Page excerpt:
——

As illustrative, in U.S. Pat. No. 3,929,595, the current extender is a heterocylic azohydrocarbon sulfonic acid or salt thereof. In U.S. Pat. No. 4,436,595, glycolic acid with a salt thereof is used as current extender. However, the addition of heterocyclic azohydrocarbon sulfonic acids or salts thereof or of glycolic acid and its salts, to gold plating solutions, reduces significantly the current efficiency, expressed as mg/ampere-minute, to very small values, rendering the buildup of the thick bright deposits difficult or impossible in high speed applications in which thick deposits have to be built up in a very short time, termed "retention time". That is, the low current efficiency works oppositely to the effect of high current density. The low efficiency of these baths at high current densities could be overcome by increasing the temperature from the usual maximum range of 120°-130° F. to 150° F. However, when that is done, the resulting deposits become dull or even burnt, hence unacceptable. Thus, such current extenders, although improvements for certain applications, are of limited interest or impractical for some high speed applications. As stated in U.S. Pat. No. 4,436,595 at column 3, lines 25-29, the lower the temperature, the brighter the deposit, but the slower the plating speed, and vice versa; and as a compromise between brightness and plating speed, an operating temperature of 130° F. is preferred. In fact, in practice, very few if any known acid gold plating baths give bright deposits at 150° F., whereas, as will be seen in the ensuing description, the reverse is true for the baths of the present invention.

Furthermore, in many instances, the deposits produced by some high speed electrolytes still fall short of expectation for the following reasons:

High current density plating in the order of 500 to 1000 ASF at the cathode results in similar, and in some cases because of very small anode areas, in even higher anodic current densities. Such high anodic current densities are highly undesirable because of anodic oxidation phenomena.

In most cases, the cobalt and/or nickel brighteners/hardeners usually present in the valency of 2 are oxidized to the higher valency of 3 and/or even changed to the highly undesirable inactive potassium cobalticyanide K3 [Co(CN)6 ] or similar hydroxy complexes of the same family. The gold is also, in some cases, partially or even fully oxidized to the higher valency of 3, hence considerably reducing the efficiency and the rate of plating. Also, oxygen is often absorbed by the electrolyte and decreases efficiency and worsens metal distribution, as discussed in U.S. Pat. No. 3,669,852 recommending several methods to remove oxygen from gold plating baths.

In U.S. Pat No. 3,475,290 an alkyl or alkylene quanidine compound is used in the bath and a large quantity of reducing agent such as formic acid is used to prevent its decomposition.

U.S. Pat. No. 3,904,493 discloses gold sulfite plating baths containing organophosphorus compounds such as phosphonic acids. A brightening agent such as nickel may be included in the baths. The addition of mineral or organic acids, bases or buffers to control pH, within a range of 5 to 11, is mentioned but the choice is not critical. Current densities useful for the baths are rather limited, e.g., of the order of about 1 A/dm2.

——

Material:
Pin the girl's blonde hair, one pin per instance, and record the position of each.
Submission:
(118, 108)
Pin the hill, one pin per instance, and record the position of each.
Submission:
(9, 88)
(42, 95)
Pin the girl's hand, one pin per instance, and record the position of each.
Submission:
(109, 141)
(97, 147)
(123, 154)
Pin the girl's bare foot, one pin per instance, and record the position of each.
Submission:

——

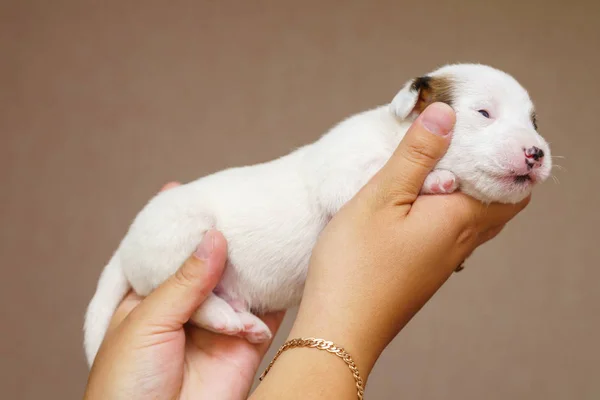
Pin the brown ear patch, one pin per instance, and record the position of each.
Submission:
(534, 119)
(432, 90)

——

Problems and tasks:
A. According to the gold plating passage, what operating temperature does U.S. Pat. No. 4,436,595 prefer as a compromise between brightness and plating speed?
B. Decide whether each statement agrees with the gold plating passage, answering yes or no and quoting the deciding words: (i) Raising the bath temperature to 150° F. gives dull or burnt deposits. (ii) U.S. Pat. No. 3,904,493 treats the choice of acids, bases or buffers for pH control as critical. (iii) U.S. Pat. No. 3,669,852 recommends ways to remove oxygen from gold plating baths.
C. Pick up the gold plating passage after its final sentence and carry it forward.

Answer list:
A. 130° F.

B.
(i) Yes: "the resulting deposits become dull or even burnt"
(ii) No: "the choice is not critical"
(iii) Yes: "recommending several methods to remove oxygen from gold plating baths"

C.
Other disclosures of general interest in this area are:

U.S. Pat. No. 3,893,896;

U.S. Pat. No. 4,075,065;

U.S. Pat. No. 4,076,598;

U.K. Patent Application No. 2,039,532A;

"Selective Plating Equipment--What Are the Options?," by Douglas R. Stewart, AES Symposium on Economic Use of and Substitution for Precious Metals in the Electronics Industry, Sept. 16-17, 1980; "Multi-Lateral Thicknesses in Individually Plated Stripes", by Brian C. Dowling, Second AES Symposium, Oct. 5-6, 1982; "Super Selective Reel to Reel Plating", by Peter Meuldijk, Second AES Symposium, Oct. 5-6, 1982; and Products Finishing, pp. 21-22, 24-25, January 1941.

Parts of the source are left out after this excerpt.